Start of Source extract
The next area I want to look at is how and where do we start investing in Agile transformation and establish the new capabilities that will lead to us productivity and delivery nirvana?

The first step is to look at the value of ‘customer collaboration vs. contract negotiation’, which requires a rethink of the fundamental way the industry negotiates and collaborates on commercial contracts with SAP services vendors.

Current waterfall based contracts are often hundreds of pages long and created and debated by lawyers from both sides with clauses that cover exact plans and milestones, detailed schedules, damages, timeframes, requirements and technical scope, resource characteristics and composition, responsibilities and deliverables, over periods of many months and even years.

More often than not, traditional waterfall budgets and contracts are at the ‘big’ end of the budget scale and based on fixed price, fixed scope and fixed timelines. They generally end up with many expensive change requests and often become troubled and fail to deliver. This can see engagement escalating into massive blowouts and litigation slinging matches.

Typically, waterfall projects start missing the planned deliverables from about 70-80 per cent into the project. This can occur for a multitude of reasons such as unclear requirements, hidden complexities, lack of test data, disjointed teams, lack of executive support, unproven technologies and then penalties start kicking in and fights around contractual scope change start, leading to further blowouts.

So the nine-month $15 million project becomes a 16-month $25 million re-scoped project. Project managers are replaced a couple of times by new people who can ‘push it in’ in the new timeframe and budget. Stress prevails…

The industry unfortunately is riddled by ERP project problem stories like this.

So why am I painting this bleak picture? It’s one that all of my candidates and clients tell me about on a regular basis. I’m not pointing fingers here as to who is to blame, but what I want to highlight, based on my day-to-day discussions with stakeholders across SAP, is why don’t we look at another approach?

I’m finding more and more clients and candidates are asking me why we keep going down this path and how does an Agile contracting change that way of working? Furthermore, how do we find the staff that ask these questions or the companies that employ this kind of thinking?
End of Source extract
Start of Extracted data
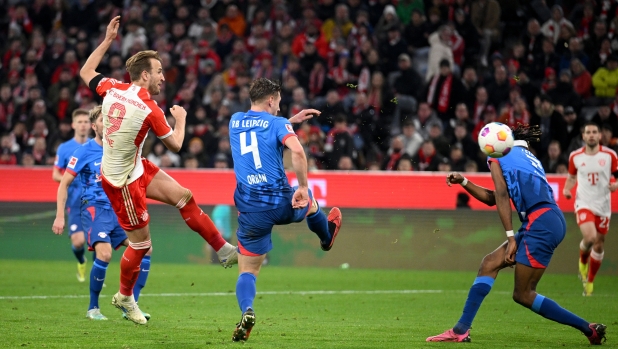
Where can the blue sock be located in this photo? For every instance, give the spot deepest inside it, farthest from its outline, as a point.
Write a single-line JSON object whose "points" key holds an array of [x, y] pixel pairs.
{"points": [[79, 254], [318, 223], [97, 277], [245, 291], [480, 288], [549, 309], [144, 269]]}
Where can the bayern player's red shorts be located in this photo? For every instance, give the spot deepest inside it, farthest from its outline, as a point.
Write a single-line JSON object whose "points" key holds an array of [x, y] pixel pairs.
{"points": [[600, 223], [129, 202]]}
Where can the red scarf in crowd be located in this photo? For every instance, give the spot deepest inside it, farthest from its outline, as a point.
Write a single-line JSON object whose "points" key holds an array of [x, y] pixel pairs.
{"points": [[423, 160], [445, 92], [316, 81], [513, 120]]}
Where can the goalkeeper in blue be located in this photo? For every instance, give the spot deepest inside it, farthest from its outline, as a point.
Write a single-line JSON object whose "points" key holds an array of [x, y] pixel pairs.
{"points": [[519, 177], [263, 196], [103, 232]]}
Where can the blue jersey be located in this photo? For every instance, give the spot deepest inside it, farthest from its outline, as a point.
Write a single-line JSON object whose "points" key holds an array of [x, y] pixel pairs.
{"points": [[88, 166], [525, 180], [62, 162], [257, 140]]}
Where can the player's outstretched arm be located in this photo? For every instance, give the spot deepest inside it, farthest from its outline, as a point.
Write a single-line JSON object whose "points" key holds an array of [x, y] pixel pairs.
{"points": [[483, 195], [56, 174], [61, 200], [503, 203], [568, 186], [174, 141], [299, 163], [303, 115], [88, 71]]}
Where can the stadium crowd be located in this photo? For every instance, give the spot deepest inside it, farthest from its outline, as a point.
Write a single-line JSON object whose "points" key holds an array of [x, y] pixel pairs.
{"points": [[402, 85]]}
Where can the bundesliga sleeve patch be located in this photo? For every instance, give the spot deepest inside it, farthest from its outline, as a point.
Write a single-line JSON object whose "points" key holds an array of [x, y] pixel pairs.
{"points": [[72, 162]]}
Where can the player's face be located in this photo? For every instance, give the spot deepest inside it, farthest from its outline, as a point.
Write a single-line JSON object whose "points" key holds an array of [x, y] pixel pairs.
{"points": [[98, 127], [274, 104], [592, 136], [156, 77], [81, 125]]}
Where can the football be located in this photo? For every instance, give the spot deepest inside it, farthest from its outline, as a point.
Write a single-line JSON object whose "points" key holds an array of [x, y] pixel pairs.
{"points": [[496, 139]]}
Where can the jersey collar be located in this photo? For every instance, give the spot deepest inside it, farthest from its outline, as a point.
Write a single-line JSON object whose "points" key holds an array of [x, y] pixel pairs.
{"points": [[520, 143]]}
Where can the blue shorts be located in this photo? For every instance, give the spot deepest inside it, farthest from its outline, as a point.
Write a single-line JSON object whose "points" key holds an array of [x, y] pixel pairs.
{"points": [[254, 228], [75, 220], [539, 235], [101, 225]]}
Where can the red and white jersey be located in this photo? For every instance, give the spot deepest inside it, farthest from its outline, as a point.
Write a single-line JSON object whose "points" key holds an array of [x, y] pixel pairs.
{"points": [[593, 175], [128, 114]]}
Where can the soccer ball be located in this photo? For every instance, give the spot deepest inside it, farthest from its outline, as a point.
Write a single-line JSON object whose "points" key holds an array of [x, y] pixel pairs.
{"points": [[496, 139]]}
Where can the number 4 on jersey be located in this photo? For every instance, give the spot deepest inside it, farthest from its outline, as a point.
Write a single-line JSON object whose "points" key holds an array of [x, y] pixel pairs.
{"points": [[244, 149]]}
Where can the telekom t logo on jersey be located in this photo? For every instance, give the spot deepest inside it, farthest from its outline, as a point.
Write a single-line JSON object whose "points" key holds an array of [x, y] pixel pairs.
{"points": [[115, 115], [317, 187]]}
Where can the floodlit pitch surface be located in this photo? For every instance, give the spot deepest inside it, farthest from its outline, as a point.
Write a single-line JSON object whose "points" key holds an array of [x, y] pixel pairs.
{"points": [[193, 306]]}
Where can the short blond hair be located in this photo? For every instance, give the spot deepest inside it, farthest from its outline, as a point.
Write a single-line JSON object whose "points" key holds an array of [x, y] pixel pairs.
{"points": [[78, 112], [140, 62], [94, 113]]}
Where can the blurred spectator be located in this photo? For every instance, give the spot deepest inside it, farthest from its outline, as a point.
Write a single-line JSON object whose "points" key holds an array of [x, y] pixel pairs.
{"points": [[485, 15], [553, 158], [440, 42], [412, 140], [444, 92], [552, 124], [605, 79], [427, 158], [341, 20], [605, 115], [345, 164], [582, 80], [551, 28]]}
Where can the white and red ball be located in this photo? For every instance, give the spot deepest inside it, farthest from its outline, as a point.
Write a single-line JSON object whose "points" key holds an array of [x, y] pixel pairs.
{"points": [[496, 139]]}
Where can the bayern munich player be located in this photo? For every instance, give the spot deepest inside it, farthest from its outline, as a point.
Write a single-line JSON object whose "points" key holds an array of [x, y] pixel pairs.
{"points": [[520, 178], [128, 179], [591, 167]]}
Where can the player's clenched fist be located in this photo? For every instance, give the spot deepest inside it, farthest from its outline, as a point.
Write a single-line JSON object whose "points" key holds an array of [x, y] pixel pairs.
{"points": [[454, 178], [566, 193], [58, 226], [178, 112]]}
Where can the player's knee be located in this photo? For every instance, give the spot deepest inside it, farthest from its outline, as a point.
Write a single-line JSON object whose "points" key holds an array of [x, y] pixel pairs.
{"points": [[186, 196], [524, 297], [104, 256], [314, 207]]}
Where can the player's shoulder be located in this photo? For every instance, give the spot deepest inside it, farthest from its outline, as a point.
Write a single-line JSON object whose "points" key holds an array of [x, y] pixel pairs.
{"points": [[607, 150], [577, 152]]}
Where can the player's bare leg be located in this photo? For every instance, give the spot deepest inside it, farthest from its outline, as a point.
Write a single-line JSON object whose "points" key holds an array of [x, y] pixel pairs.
{"points": [[595, 260], [488, 271], [526, 279], [139, 245], [103, 252], [248, 268], [166, 189], [77, 241], [589, 233]]}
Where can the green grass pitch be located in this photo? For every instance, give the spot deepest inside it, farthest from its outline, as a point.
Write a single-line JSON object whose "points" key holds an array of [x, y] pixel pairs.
{"points": [[193, 306]]}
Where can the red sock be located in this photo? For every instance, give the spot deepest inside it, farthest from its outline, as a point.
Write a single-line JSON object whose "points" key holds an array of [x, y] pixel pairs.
{"points": [[595, 263], [583, 256], [129, 265], [200, 223]]}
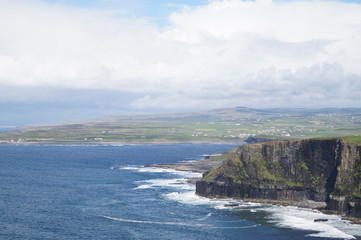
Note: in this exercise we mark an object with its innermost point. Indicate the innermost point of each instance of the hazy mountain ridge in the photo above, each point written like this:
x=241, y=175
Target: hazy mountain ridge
x=226, y=124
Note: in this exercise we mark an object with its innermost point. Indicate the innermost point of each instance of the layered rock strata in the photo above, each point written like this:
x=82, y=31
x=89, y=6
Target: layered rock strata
x=326, y=171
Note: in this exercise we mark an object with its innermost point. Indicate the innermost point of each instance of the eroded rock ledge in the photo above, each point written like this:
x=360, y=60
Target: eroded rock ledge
x=326, y=172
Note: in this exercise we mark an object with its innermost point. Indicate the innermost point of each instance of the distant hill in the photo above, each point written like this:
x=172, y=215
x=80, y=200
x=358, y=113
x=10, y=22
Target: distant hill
x=217, y=125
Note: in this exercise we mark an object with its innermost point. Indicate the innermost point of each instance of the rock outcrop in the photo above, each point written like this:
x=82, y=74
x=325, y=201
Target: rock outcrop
x=321, y=170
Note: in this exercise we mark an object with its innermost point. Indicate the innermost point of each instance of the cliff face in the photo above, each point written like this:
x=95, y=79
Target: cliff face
x=326, y=171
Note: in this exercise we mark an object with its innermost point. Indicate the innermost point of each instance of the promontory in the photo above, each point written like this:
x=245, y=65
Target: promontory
x=320, y=173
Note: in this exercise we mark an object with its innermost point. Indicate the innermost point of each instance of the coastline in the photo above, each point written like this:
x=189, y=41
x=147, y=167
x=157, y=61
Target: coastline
x=203, y=165
x=116, y=143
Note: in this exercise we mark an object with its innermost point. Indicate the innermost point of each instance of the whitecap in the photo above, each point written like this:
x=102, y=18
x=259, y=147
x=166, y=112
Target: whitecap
x=178, y=183
x=303, y=219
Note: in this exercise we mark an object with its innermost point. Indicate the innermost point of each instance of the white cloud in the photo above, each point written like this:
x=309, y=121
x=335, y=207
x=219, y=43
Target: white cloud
x=232, y=52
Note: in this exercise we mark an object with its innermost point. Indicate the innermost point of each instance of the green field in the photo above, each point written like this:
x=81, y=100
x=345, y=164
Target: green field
x=231, y=124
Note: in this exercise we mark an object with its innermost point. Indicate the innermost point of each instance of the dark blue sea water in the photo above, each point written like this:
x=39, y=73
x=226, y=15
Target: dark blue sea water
x=105, y=192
End of Extracted data
# The problem:
In the passage on Agile contracting for SAP projects, update the part that opens with the words "Typically, waterfall projects" and closes with "to further blowouts.", replacing "disjointed teams" with "fragmented teams".

# The reply:
Typically, waterfall projects start missing the planned deliverables from about 70-80 per cent into the project. This can occur for a multitude of reasons such as unclear requirements, hidden complexities, lack of test data, fragmented teams, lack of executive support, unproven technologies and then penalties start kicking in and fights around contractual scope change start, leading to further blowouts.